━━━ Records for this task ━━━

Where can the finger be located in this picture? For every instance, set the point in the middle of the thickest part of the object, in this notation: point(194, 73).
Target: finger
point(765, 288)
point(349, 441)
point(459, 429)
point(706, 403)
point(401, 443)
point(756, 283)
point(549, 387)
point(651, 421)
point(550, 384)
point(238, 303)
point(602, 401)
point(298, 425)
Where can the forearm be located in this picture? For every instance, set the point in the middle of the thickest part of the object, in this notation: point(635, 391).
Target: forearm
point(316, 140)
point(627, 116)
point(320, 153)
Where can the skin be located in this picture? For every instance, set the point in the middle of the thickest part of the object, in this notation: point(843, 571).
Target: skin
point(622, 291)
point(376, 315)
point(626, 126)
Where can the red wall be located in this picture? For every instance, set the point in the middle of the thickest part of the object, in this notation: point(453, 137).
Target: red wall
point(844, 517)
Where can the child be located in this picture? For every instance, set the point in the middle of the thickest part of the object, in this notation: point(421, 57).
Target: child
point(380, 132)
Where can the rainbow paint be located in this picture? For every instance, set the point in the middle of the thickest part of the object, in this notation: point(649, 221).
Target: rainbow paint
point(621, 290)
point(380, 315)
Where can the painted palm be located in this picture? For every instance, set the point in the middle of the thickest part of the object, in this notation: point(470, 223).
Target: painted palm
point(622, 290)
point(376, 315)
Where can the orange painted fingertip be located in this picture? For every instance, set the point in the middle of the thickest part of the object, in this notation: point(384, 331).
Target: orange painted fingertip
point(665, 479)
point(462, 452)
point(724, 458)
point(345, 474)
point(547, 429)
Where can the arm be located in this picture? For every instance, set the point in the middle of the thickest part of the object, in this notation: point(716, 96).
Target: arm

━━━

▸ Written exercise
Starting at the line that contains "Where can the orange" and ending at the last line of the data, reproduce those lines with each occurrence of "thickest" changed to "widest", leaving everything else as it stands.

▸ Problem solution
Where can the orange painted fingertip be located in this picture? For every instance, set the point in the middle of the widest part of the object, in this notation: point(384, 331).
Target: orange painted fingertip
point(665, 479)
point(462, 452)
point(724, 458)
point(345, 474)
point(547, 429)
Where can the arm be located in this picture? For every instance, set the point in the middle of the widest part of the object, in this notation: point(716, 96).
Target: arm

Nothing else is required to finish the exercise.